### Problems to solve
1. In the disaster recovery notes, how is RTO defined?
2. Transcribe a passage from the disaster recovery notes, starting at the words "- Cost of loss" and ending after "for a service.".

### Page text
════════════════════

Disaster Recovery
- backup strategies need to be part of the disaster recovery planning
- How to decide RTO / RPO:
- Impact on business if app outage is extended?
- Cost of loss
- Dependencies
- Consumers
- Regulatory requirements
RTO
- Maximum amount of time a service is allowed to be unavailable.
RPO
- Maximum amount of time for which data could be lost for a service.
Disaster Recovery Strategies
Strategies |
RPO |
RTO |
Backup and Restore |
hours |
24 hours or less |
Pilot Light |
mins |
hours |
Warm Standby |
seconds |
mins |
Multi-site |
close to zero |
close to zero |
Backup & Restore
- RTO is usually 24 hours and RPO is hours.
Point in time recovery options:
Database |
Storage |
RDS Snapshot |
EBS Snapshot |
Aurora Snapshot |
EFS Snapshot |
DynamoBD Snapshot |
|
Redshift Snapshot |
|
DocumentDB Snapshot |
|
Neptune Snapshot |
|
Pilot Light
- Introduction of data replication between DR Region
- Core infrastructure is in place in DR Region
- Ability to scale out faster
- RPO reduced as asynchronous data replication across regions.

════════════════════

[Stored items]
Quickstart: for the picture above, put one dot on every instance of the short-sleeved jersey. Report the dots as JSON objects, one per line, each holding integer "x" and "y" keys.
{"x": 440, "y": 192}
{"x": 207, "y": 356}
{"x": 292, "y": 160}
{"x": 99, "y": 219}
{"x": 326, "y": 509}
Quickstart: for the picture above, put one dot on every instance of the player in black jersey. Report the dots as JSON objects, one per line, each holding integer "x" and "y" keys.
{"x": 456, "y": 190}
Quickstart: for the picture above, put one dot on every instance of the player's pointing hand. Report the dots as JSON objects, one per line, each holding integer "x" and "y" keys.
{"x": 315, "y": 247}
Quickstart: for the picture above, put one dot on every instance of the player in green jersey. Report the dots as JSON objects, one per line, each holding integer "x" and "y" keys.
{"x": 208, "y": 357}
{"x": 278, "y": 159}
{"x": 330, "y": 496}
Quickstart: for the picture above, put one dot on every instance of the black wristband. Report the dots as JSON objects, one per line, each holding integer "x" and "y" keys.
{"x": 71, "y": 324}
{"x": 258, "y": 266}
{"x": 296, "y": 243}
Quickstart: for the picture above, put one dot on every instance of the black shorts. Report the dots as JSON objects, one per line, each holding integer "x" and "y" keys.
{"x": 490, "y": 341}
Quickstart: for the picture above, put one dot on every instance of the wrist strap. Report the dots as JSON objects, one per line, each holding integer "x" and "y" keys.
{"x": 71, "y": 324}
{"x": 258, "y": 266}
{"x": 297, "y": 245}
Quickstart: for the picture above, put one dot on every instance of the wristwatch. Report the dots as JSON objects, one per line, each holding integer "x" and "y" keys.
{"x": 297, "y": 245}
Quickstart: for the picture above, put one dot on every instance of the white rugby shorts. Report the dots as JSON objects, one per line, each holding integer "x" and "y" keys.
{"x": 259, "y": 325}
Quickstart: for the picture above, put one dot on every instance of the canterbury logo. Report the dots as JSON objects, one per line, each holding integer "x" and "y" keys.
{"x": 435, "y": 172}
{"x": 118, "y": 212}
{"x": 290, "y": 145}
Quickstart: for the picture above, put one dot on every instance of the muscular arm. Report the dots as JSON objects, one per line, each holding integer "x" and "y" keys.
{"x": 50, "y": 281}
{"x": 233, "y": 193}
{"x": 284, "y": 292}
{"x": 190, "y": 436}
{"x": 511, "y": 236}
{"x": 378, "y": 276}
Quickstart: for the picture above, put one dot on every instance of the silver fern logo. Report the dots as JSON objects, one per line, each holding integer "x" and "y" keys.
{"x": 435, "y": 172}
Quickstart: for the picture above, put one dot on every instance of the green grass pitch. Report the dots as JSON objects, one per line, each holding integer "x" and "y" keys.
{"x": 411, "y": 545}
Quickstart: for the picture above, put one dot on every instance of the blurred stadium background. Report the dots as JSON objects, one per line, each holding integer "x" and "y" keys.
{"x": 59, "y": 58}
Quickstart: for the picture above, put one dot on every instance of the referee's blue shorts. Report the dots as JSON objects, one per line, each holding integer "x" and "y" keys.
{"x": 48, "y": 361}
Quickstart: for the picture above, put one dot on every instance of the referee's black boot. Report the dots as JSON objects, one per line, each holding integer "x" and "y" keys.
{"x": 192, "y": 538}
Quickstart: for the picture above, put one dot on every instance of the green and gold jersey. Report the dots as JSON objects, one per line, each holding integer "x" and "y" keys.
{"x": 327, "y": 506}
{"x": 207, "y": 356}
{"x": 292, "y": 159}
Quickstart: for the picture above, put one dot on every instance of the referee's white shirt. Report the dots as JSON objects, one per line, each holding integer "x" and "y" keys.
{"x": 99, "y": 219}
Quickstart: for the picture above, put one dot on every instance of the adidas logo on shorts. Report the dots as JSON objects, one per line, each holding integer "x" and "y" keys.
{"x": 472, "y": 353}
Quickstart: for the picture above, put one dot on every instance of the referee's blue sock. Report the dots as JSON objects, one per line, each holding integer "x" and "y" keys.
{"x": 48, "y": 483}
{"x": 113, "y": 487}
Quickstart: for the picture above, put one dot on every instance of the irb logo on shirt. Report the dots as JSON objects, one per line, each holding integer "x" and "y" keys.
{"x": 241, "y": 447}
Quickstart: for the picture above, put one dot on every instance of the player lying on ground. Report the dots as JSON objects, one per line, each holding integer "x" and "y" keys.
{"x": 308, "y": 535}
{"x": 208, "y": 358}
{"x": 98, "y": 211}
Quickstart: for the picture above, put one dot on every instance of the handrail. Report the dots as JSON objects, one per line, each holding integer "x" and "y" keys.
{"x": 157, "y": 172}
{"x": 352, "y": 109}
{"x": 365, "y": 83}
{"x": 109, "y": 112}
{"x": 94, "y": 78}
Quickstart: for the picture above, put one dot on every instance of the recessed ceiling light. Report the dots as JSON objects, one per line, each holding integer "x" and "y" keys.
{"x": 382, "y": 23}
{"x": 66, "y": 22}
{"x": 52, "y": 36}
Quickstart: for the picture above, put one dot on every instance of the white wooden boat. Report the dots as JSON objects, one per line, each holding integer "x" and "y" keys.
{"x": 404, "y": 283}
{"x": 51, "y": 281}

════════════════════

### Worked answers
1. RTO is the maximum amount of time a service is allowed to be unavailable.

2.
- Cost of loss
- Dependencies
- Consumers
- Regulatory requirements
RTO
- Maximum amount of time a service is allowed to be unavailable.
RPO
- Maximum amount of time for which data could be lost for a service.